If Lettuces Don’t Get It, Tomatoes Will!!

By Paul Homewood

h/t Ian Magness

Anybody would think they don’t grow tomatoes abroad!

From the Telegraph:





Tomatoes are grown virtually everywhere in the world, including countries much warmer than the UK. The idea that a warmer climate will wipe out our tomato plants is ridiculous:




As with all of these invasive bugs and diseases, the problem lies with international traffic, not climate. For instance, this is what Wikipedia has to say about the Brown Marmorated Stink Bug:


N America

The brown marmorated stink bug was accidentally introduced into the United States from China or Japan. It is believed to have hitched a ride as a stowaway in packing crates or on various types of machinery. The first documented specimen was collected in Allentown, Pennsylvania, in September 1998.[4][13] Several Muhlenberg College students were reported to have seen these bugs as early as August of that same year.[14][15] Between 2001 and 2010, 54 sightings were reported of these bugs at shipping ports in the United States.[16] However, stink bugs are not listed as reportable, meaning that they do not need to be reported and no action is required to remove the insect. This allowed the insect to enter the United States relatively easily, as they are able to survive long periods of time in hot or cold conditions.

Other reports have the brown marmorated stink bug documented as early as 2000 in New Jersey from a blacklight trap run by the Rutgers Cooperative Extension Vegetable Integrated Pest Management program in Milford, New Jersey.[17]

In 2002, in New Jersey, it was found on plant material in Stewartsville, and was collected from blacklight traps in Phillipsburg and Little York. It was quickly documented and established in many counties in Pennsylvania, New Jersey, Delaware, Connecticut, and New York on the eastern coast of the United States.

== == ==

▸ **TASK REQUIREMENTS**
Can you transcribe the whole tomato post above, word for word, without changing anything?

== == ==

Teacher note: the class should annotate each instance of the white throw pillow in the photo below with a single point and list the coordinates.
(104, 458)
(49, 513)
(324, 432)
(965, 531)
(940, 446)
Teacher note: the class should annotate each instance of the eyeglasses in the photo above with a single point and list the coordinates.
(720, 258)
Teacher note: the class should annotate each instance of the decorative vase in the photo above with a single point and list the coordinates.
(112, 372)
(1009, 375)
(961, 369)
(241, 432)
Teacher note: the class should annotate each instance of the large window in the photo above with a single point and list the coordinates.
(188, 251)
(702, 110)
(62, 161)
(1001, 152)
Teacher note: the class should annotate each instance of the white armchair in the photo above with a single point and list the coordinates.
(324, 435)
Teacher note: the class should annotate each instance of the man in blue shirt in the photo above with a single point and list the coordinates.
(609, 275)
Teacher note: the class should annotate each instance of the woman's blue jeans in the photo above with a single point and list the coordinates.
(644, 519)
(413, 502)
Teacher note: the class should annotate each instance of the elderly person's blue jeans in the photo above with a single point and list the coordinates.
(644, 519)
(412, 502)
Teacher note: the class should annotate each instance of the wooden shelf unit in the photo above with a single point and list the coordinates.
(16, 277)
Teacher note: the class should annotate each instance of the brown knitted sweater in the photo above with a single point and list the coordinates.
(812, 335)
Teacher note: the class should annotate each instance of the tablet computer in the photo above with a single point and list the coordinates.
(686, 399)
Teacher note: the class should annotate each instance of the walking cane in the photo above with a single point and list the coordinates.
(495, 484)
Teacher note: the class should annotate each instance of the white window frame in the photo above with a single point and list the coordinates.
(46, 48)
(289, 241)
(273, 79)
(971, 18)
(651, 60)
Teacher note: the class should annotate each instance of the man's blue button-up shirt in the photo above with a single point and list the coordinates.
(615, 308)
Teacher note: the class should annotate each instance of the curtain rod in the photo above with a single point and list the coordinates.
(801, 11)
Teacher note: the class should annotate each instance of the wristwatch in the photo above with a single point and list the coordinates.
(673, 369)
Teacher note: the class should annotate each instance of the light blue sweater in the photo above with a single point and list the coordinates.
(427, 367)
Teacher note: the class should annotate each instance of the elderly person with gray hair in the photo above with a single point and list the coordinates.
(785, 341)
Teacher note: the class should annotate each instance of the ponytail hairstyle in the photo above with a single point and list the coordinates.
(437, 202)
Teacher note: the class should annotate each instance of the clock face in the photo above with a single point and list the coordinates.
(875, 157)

== == ==

▸ **TASK OUTPUT**
If Lettuces Don’t Get It, Tomatoes Will!!

By Paul Homewood

h/t Ian Magness

Anybody would think they don’t grow tomatoes abroad!

From the Telegraph:





Tomatoes are grown virtually everywhere in the world, including countries much warmer than the UK. The idea that a warmer climate will wipe out our tomato plants is ridiculous:




As with all of these invasive bugs and diseases, the problem lies with international traffic, not climate. For instance, this is what Wikipedia has to say about the Brown Marmorated Stink Bug:


N America

The brown marmorated stink bug was accidentally introduced into the United States from China or Japan. It is believed to have hitched a ride as a stowaway in packing crates or on various types of machinery. The first documented specimen was collected in Allentown, Pennsylvania, in September 1998.[4][13] Several Muhlenberg College students were reported to have seen these bugs as early as August of that same year.[14][15] Between 2001 and 2010, 54 sightings were reported of these bugs at shipping ports in the United States.[16] However, stink bugs are not listed as reportable, meaning that they do not need to be reported and no action is required to remove the insect. This allowed the insect to enter the United States relatively easily, as they are able to survive long periods of time in hot or cold conditions.

Other reports have the brown marmorated stink bug documented as early as 2000 in New Jersey from a blacklight trap run by the Rutgers Cooperative Extension Vegetable Integrated Pest Management program in Milford, New Jersey.[17]

In 2002, in New Jersey, it was found on plant material in Stewartsville, and was collected from blacklight traps in Phillipsburg and Little York. It was quickly documented and established in many counties in Pennsylvania, New Jersey, Delaware, Connecticut, and New York on the eastern coast of the United States.